ACTIVITY: Each record is to be copied exactly, with its pictures left behind.

TASK INPUT:

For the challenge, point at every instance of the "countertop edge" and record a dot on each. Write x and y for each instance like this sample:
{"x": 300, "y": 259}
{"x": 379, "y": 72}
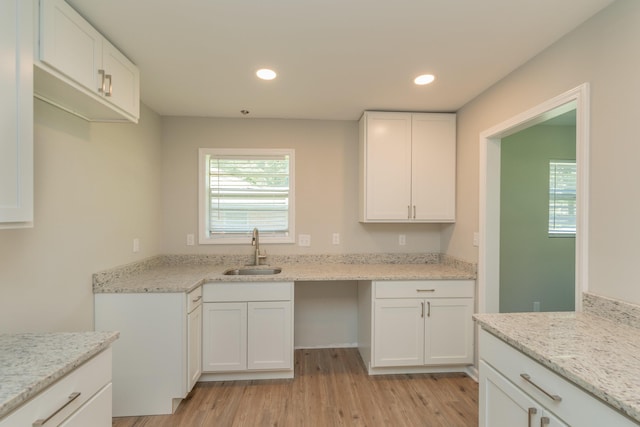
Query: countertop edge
{"x": 577, "y": 380}
{"x": 198, "y": 275}
{"x": 14, "y": 403}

THE COMPLETED TASK:
For the challenge, point at every instance of the "countertop edge" and record a dot on each. Write x and y for each instance like this sample:
{"x": 300, "y": 259}
{"x": 379, "y": 72}
Query: countertop edge
{"x": 577, "y": 380}
{"x": 198, "y": 275}
{"x": 14, "y": 403}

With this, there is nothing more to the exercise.